## Work instruction
The answer must match the material word for word, with every line included.

## Dataset content

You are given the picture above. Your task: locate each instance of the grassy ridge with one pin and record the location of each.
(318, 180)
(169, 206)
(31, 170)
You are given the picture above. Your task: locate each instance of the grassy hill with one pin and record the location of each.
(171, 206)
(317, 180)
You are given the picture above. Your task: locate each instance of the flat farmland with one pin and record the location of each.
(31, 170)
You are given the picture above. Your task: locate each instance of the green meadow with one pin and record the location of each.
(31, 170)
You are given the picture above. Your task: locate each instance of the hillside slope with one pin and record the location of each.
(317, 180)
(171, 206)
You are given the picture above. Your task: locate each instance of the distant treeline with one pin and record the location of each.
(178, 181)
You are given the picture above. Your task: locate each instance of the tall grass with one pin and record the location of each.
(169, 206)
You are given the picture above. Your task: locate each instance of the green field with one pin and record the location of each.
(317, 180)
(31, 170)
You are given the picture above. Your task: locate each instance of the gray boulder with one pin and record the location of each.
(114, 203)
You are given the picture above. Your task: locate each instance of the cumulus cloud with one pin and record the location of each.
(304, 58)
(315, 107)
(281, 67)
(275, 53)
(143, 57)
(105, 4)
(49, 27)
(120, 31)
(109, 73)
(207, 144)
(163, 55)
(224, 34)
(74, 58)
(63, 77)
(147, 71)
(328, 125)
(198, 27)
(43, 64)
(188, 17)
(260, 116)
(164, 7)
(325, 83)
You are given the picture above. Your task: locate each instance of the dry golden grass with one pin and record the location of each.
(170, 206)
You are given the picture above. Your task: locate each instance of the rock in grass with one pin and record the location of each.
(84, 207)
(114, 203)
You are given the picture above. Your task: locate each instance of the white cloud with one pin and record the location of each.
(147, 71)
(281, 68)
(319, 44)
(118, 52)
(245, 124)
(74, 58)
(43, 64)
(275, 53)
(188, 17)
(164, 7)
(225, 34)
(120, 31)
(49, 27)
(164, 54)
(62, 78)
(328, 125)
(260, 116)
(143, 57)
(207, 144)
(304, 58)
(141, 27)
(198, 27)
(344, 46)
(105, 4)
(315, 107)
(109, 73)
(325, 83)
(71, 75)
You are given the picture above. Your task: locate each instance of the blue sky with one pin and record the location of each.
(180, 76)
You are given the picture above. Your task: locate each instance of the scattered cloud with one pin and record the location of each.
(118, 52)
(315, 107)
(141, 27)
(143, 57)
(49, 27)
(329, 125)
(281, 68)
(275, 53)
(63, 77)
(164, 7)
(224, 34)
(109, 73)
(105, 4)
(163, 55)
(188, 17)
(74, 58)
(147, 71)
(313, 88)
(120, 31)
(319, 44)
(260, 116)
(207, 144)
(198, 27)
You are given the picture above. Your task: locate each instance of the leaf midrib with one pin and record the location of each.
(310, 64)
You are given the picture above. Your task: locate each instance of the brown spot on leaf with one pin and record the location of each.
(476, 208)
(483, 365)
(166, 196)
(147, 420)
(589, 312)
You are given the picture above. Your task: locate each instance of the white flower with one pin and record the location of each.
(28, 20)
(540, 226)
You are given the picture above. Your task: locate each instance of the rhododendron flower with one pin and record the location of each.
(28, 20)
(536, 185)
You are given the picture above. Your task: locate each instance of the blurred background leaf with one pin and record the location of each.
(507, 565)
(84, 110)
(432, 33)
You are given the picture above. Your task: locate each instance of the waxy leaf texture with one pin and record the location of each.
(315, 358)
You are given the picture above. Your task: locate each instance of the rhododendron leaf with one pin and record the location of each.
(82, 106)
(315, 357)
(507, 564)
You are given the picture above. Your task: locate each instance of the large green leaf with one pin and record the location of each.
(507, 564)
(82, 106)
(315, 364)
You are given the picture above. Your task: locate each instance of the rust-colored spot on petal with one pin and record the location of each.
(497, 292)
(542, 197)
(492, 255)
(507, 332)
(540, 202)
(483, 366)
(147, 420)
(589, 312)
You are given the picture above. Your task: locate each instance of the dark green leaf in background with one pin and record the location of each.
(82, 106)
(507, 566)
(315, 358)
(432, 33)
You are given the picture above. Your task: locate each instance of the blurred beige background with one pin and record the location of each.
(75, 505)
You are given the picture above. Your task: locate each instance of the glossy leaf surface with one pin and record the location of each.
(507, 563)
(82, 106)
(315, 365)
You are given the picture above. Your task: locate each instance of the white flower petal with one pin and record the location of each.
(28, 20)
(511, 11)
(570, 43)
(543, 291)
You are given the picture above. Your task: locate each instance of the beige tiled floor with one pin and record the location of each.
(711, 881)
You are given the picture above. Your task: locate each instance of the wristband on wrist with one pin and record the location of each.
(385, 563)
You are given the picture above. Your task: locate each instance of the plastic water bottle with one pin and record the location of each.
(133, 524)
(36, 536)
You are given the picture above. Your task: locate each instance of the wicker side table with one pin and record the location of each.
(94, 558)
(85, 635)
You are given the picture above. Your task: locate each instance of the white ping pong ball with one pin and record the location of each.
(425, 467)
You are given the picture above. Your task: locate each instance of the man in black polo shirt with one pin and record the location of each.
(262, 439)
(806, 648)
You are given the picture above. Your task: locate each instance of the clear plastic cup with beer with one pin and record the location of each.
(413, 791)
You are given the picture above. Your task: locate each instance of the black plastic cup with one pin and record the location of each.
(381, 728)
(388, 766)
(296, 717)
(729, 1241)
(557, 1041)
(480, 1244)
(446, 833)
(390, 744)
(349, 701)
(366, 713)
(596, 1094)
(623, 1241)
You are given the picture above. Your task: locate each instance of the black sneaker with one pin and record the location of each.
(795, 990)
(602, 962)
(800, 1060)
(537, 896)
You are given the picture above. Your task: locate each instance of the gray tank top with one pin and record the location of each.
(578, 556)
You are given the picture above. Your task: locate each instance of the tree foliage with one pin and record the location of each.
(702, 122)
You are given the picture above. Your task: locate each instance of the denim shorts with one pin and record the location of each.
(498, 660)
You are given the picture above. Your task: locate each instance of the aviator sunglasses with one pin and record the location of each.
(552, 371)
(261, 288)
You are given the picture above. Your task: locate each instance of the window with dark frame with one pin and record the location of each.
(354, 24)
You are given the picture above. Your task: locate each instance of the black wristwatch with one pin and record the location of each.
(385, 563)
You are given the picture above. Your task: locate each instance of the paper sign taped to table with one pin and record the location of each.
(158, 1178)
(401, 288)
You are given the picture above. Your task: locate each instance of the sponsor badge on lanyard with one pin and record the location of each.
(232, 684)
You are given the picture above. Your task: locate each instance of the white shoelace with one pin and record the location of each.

## Response
You are given the picture above. Your task: locate each instance of the grassy ridge with one pin and record the location of each.
(318, 180)
(169, 206)
(31, 170)
You are given the picture above. Your task: locate each instance of the grassy hill with one pin and record the location of each.
(171, 206)
(317, 180)
You are given the picture above. Your task: locate each instance of the flat farmland with one pin and record the location of each.
(31, 170)
You are given the picture above. Your task: locate each instance of the green meadow with one pin and record the location of each.
(31, 170)
You are given the picture above. Your task: locate each instance of the hillside slope with one pin and record the location of each.
(317, 180)
(171, 206)
You are given the picture above. Your task: locate each instance of the distant treeline with one pin and record the location of each.
(178, 181)
You are given the picture above. Your task: locate each instance of the tall grass with one pin and record the location of each.
(169, 206)
You are given the picture above. Your task: locate each instance of the green field with one pin and record the location of each.
(317, 180)
(31, 170)
You are given the picture above. Your task: locate each instance of the gray boulder with one pin and record the location of each.
(114, 203)
You are given the picture above. Your task: locate each instance of the cumulus cloud with one pin and record the location of each.
(304, 58)
(315, 107)
(281, 67)
(275, 53)
(143, 57)
(105, 4)
(49, 27)
(120, 31)
(109, 73)
(207, 144)
(163, 55)
(224, 34)
(74, 58)
(63, 77)
(147, 71)
(328, 125)
(198, 27)
(43, 64)
(188, 17)
(260, 116)
(164, 7)
(325, 83)
You are given the picture above. Your task: locate each instance of the dry golden grass with one pin and record the location of each.
(170, 206)
You are given the picture above. Your task: locate each instance of the rock in grass with one pin and record the location of each.
(84, 207)
(114, 203)
You are given the picture above. Your task: locate each instance of the white cloud with one pin and record the location of each.
(147, 71)
(281, 68)
(319, 44)
(118, 52)
(245, 124)
(74, 58)
(43, 64)
(275, 53)
(188, 17)
(164, 7)
(225, 34)
(120, 31)
(49, 27)
(164, 54)
(62, 78)
(328, 125)
(260, 116)
(143, 57)
(207, 144)
(304, 58)
(141, 27)
(198, 27)
(344, 46)
(105, 4)
(315, 107)
(109, 73)
(325, 83)
(71, 75)
You are given the picture above. Your task: locate each instance of the blue sky with one pin and record the location of each.
(180, 76)
You are given the picture above. Your task: locate each instance of the scattered cloud with one pin and record the location of each.
(118, 52)
(315, 107)
(141, 27)
(143, 57)
(49, 27)
(329, 125)
(281, 68)
(275, 53)
(63, 77)
(164, 7)
(224, 34)
(109, 73)
(105, 4)
(163, 55)
(188, 17)
(74, 58)
(147, 71)
(313, 88)
(120, 31)
(319, 44)
(260, 116)
(207, 144)
(198, 27)
You are given the picture above. Your task: locate each instance of the leaf midrib with one pin and record the location of each.
(310, 64)
You are given the picture above. Your task: locate each instance of the brown spot on leaf with one pin and record the location of each.
(476, 208)
(483, 365)
(166, 196)
(147, 420)
(589, 312)
You are given the picture above. Your task: locate each instance of the white flower with one pin and record the location of each.
(28, 20)
(540, 226)
You are given the picture above. Your task: locate each instance of the rhododendron flower with one pin and record the location of each.
(28, 20)
(536, 185)
You are given the picture above. Your task: locate each instance of the blurred background leaf with one pin and record the location of each.
(507, 565)
(84, 110)
(432, 33)
You are given the picture above. Your task: locate each instance of the waxy leaf texture with one pin and record the location of each.
(315, 358)
You are given the picture above. Your task: locate each instance of the rhododendron leaf with one pin and record the location of each.
(82, 106)
(315, 357)
(507, 564)
You are given the picture above. Your task: locate each instance of the large green leaf with one pin and record the location of each.
(507, 564)
(82, 106)
(315, 364)
You are given the picture above. Your task: locate each instance of the rust-colored spot on petal with one pin and record the location of each.
(497, 292)
(542, 197)
(492, 255)
(507, 332)
(540, 202)
(483, 366)
(147, 420)
(589, 312)
You are given the picture above. Your task: locate each instance of the dark green leaf in background with one pin and record the location of each.
(82, 106)
(507, 566)
(315, 358)
(432, 33)
You are given the picture above. Your task: locate each instance of the blurred beige background with one pin and record the location of each.
(75, 505)
You are given the picture above. Your task: locate each instance of the glossy leaf surface with one pin and record the location of each.
(507, 563)
(82, 106)
(315, 365)
You are given the picture above. Your task: locate each instance of the white flower petal with one pin and record the location of each.
(28, 20)
(511, 11)
(570, 43)
(543, 291)
You are given the picture above. Your task: locate each instance of the beige tiled floor with one pin and record the location of each.
(711, 881)
You are given the picture above. Your task: locate each instance of the wristband on wrist with one pin and record the location of each.
(385, 563)
You are given the picture above. Your task: locate each instance of the plastic water bottle with one pin and record the location of each.
(133, 524)
(36, 536)
You are given the picture above. Your task: locate each instance of the wicker side table with one pin and record the location of each.
(94, 558)
(85, 635)
You are given the picture above. Your task: locate each instance of the white ping pong ball with one pin and record the location of each.
(425, 467)
You are given the picture above. Your task: locate each instance of the man in black polo shirt with one pin and record the location of each.
(262, 439)
(806, 648)
You are given the picture above. Your task: locate each instance of the clear plastic cup with beer with one pin and record the location of each.
(413, 791)
You are given the picture above. Your task: locate each instance of the black plastic cup with one pin and record the location of each.
(381, 728)
(388, 766)
(296, 717)
(729, 1241)
(557, 1041)
(480, 1244)
(446, 833)
(390, 744)
(349, 701)
(366, 713)
(596, 1094)
(623, 1241)
You are given the picture above. Your task: locate each instance of the black sneaker with one pin and record the location of each.
(795, 990)
(602, 962)
(800, 1060)
(537, 896)
You are given the picture above. Your task: locate each instance of the gray tank top with one pin and record the location of each.
(578, 556)
You are given the picture above. Your task: locate each instance of the tree foliage with one pin and record the location of each.
(702, 122)
You are given the picture above. Your task: locate each instance of the denim shorts with one pin and record the location of each.
(498, 660)
You are given the picture above. Your task: locate each instance of the aviator sunglasses with one pin and record the location of each.
(552, 371)
(261, 288)
You are given the picture above. Your task: locate each instance of the window with dark frame with one pin and record the location of each.
(354, 24)
You are given the picture above. Your task: locate each instance of the black wristwatch with one pin and record the location of each.
(385, 563)
You are given the picture above. Your task: locate each instance of the paper sign taped to table with one pin and record the location of each.
(158, 1178)
(401, 288)
You are given the picture above. Your task: locate each instance of the sponsor badge on lanyard with one pin and record the location of each.
(232, 684)
You are given the picture above. Your task: locate each instance of the white shoelace with one pin and record the location of each.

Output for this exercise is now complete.